Pull every line with "cars" from the data.

....

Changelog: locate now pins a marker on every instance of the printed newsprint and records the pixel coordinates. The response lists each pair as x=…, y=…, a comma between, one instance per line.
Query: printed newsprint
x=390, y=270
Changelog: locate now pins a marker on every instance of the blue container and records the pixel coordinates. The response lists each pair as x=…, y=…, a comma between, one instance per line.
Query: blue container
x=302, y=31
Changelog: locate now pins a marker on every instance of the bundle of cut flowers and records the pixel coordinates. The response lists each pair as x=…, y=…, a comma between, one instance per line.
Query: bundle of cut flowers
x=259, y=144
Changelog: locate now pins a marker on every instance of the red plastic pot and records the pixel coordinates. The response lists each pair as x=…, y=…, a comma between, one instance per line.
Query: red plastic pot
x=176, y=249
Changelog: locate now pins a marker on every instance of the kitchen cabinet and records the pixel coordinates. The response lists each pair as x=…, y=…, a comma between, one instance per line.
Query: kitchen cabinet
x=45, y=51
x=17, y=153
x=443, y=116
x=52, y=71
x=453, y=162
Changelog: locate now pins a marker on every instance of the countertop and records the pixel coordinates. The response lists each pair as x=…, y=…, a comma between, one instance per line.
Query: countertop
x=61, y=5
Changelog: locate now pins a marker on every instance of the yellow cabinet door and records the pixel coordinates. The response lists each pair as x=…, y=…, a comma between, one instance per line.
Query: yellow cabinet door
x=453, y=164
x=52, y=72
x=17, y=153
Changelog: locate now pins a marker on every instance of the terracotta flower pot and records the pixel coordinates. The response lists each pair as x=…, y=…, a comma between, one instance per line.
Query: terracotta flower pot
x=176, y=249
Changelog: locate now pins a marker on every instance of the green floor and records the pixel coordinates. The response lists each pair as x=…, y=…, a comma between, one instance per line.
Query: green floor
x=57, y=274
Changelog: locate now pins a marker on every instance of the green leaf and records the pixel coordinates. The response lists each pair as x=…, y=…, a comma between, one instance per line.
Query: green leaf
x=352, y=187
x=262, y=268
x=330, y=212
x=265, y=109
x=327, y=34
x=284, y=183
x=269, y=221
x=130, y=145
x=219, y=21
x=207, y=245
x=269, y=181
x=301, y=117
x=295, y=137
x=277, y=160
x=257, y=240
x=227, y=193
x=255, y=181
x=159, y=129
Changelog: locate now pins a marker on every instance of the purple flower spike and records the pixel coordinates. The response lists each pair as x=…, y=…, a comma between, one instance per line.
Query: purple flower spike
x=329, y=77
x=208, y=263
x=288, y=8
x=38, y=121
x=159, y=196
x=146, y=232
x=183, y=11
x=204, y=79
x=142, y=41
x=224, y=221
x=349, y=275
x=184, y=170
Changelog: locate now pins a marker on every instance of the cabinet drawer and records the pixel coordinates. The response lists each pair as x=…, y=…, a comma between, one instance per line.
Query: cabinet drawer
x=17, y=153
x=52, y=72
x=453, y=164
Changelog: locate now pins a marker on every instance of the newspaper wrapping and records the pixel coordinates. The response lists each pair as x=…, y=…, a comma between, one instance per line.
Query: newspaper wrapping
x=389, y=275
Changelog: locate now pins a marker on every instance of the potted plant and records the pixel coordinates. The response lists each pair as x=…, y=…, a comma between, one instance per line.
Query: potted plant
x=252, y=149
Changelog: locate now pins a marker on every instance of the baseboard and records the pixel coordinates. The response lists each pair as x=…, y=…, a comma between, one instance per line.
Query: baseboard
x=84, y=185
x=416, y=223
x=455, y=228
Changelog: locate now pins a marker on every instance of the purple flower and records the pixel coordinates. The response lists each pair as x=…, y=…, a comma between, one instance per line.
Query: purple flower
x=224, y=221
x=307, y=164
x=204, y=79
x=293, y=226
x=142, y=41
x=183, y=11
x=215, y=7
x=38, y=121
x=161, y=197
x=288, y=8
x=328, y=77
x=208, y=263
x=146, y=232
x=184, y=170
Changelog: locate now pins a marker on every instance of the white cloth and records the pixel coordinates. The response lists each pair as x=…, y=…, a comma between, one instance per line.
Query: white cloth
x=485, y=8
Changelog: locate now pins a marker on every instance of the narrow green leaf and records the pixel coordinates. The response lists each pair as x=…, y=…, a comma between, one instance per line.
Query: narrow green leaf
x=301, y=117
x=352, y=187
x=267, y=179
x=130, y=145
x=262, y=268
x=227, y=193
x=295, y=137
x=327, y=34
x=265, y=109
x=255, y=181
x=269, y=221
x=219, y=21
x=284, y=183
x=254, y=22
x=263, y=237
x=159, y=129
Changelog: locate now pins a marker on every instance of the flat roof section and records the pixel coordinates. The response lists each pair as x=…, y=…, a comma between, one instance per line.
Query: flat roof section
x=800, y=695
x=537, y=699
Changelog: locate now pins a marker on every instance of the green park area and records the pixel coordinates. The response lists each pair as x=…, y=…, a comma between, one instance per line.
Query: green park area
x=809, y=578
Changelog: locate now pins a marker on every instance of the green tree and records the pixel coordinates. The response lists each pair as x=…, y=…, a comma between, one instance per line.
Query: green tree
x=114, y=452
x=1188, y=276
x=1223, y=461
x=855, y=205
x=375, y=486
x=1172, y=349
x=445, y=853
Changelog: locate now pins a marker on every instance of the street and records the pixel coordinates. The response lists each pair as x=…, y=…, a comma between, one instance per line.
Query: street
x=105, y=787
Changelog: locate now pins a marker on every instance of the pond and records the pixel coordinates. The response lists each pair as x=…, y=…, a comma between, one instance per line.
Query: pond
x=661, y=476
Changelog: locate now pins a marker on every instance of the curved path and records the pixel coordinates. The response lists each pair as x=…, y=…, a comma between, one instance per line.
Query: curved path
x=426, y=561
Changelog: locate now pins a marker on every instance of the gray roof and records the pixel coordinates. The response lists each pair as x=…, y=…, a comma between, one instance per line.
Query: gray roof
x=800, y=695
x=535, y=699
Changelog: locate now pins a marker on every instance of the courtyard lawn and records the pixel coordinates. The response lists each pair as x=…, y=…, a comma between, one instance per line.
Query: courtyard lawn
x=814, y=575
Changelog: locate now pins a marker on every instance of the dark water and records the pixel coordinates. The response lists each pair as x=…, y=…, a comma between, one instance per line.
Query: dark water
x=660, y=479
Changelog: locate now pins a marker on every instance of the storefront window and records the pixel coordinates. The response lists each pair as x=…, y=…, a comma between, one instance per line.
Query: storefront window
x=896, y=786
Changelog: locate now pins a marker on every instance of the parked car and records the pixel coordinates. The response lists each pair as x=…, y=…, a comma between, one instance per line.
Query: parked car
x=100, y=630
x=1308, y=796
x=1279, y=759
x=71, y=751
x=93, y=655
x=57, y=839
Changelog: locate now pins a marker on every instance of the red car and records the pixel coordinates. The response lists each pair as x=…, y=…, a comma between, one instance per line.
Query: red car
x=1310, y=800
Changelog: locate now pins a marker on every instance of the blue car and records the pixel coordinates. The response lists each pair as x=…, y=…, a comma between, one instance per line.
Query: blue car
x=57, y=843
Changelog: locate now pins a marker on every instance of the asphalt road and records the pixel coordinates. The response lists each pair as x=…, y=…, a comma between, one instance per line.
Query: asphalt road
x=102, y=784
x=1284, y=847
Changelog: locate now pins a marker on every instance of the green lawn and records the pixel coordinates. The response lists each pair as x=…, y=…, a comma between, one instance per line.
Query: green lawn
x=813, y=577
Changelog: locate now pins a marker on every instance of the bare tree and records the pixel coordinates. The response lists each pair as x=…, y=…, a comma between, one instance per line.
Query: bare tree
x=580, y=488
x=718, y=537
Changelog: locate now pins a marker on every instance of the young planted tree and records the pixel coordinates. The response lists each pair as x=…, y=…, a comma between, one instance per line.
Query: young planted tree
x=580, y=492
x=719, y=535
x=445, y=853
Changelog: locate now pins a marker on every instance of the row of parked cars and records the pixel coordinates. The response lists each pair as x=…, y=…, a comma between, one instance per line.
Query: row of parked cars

....

▶ ANSWER FOR THE TASK:
Changelog: locate now pins a marker on every instance of the row of parked cars and records the pixel coordinates. The response lists each pair as x=…, y=…, a comma between, one instance per line.
Query: row of parked cars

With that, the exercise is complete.